▸ Problem to work on: In the listing below, how many lines contain the string "hair"? Reply with the number alone.
*** Available data ***
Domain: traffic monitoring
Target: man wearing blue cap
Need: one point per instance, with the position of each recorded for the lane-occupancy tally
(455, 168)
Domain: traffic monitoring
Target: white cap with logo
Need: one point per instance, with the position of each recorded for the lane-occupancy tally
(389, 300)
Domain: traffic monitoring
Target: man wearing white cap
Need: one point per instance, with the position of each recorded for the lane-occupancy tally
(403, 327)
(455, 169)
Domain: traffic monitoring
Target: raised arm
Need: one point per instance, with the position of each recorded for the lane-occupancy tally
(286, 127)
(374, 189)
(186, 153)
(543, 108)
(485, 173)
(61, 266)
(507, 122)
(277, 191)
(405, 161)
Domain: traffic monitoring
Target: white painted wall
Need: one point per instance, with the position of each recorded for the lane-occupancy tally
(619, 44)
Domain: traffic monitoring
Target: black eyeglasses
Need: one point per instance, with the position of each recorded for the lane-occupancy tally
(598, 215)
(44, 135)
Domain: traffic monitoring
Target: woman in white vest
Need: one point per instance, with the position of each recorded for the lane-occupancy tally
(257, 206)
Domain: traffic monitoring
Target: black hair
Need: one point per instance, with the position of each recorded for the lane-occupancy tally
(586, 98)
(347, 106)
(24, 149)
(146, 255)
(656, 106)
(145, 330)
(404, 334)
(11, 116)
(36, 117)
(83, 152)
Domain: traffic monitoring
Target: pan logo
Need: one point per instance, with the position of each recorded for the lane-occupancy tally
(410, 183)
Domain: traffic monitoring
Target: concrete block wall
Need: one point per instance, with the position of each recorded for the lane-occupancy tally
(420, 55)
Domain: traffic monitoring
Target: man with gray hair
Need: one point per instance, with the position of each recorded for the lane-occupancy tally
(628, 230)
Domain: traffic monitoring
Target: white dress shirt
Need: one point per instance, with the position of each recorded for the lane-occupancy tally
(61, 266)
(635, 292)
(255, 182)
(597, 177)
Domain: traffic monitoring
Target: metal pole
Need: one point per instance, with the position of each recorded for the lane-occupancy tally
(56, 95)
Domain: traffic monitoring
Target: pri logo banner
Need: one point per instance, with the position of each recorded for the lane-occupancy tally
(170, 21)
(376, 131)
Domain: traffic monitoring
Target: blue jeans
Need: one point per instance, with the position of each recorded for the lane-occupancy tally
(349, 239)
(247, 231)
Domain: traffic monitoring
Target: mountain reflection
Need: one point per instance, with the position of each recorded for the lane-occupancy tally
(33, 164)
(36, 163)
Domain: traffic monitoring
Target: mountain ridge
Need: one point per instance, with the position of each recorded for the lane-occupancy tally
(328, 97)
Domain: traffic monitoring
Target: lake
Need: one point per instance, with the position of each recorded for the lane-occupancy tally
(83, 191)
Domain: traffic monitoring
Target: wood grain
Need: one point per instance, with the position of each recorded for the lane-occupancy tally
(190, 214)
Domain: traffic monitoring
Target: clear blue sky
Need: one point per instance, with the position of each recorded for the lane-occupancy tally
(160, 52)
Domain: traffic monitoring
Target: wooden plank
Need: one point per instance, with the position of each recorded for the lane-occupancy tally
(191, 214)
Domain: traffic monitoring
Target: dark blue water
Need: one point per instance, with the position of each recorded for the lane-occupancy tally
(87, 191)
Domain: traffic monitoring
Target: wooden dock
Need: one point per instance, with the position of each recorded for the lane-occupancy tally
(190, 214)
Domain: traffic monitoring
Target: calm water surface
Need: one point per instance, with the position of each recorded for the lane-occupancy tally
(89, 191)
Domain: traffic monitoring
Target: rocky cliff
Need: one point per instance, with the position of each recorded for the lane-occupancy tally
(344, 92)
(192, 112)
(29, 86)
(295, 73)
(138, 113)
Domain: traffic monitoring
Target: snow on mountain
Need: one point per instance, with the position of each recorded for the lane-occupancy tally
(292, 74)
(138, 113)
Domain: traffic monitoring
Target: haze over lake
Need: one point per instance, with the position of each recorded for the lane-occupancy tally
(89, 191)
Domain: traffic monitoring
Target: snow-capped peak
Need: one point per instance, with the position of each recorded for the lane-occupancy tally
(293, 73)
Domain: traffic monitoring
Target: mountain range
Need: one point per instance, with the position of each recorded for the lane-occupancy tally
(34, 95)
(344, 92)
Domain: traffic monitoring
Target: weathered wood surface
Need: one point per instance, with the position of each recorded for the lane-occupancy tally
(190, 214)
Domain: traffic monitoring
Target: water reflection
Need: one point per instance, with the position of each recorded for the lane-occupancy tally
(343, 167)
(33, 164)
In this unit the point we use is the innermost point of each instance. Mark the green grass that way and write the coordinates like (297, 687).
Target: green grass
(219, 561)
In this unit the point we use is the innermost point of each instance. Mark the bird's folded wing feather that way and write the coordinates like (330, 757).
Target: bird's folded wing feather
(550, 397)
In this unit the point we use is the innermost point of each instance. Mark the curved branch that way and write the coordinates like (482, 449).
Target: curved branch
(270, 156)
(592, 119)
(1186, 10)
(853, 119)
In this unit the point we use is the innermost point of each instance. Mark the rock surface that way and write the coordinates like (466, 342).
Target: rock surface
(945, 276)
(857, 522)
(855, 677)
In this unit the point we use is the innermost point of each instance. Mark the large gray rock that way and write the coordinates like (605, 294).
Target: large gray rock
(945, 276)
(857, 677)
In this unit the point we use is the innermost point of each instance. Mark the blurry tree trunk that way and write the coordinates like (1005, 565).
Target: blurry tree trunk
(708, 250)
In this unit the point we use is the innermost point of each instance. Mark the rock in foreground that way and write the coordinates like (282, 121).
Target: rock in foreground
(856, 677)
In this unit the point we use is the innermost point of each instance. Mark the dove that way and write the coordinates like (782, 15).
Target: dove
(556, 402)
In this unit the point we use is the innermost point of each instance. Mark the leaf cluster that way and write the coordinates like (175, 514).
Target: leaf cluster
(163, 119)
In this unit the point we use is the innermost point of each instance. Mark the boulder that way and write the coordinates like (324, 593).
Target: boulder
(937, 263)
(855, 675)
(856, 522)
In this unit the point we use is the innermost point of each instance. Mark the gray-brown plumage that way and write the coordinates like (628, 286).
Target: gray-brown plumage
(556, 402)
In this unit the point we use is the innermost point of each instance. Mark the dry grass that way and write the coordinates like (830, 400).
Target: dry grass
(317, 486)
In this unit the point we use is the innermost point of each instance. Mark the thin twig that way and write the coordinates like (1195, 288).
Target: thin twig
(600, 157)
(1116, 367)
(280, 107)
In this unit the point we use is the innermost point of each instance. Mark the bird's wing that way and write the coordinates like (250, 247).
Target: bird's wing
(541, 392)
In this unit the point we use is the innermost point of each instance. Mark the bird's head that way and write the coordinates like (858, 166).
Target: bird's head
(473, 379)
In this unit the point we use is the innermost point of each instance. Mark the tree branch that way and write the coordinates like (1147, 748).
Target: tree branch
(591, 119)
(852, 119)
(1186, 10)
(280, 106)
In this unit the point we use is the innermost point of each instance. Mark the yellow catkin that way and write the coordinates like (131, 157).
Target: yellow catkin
***
▸ Written solution: 2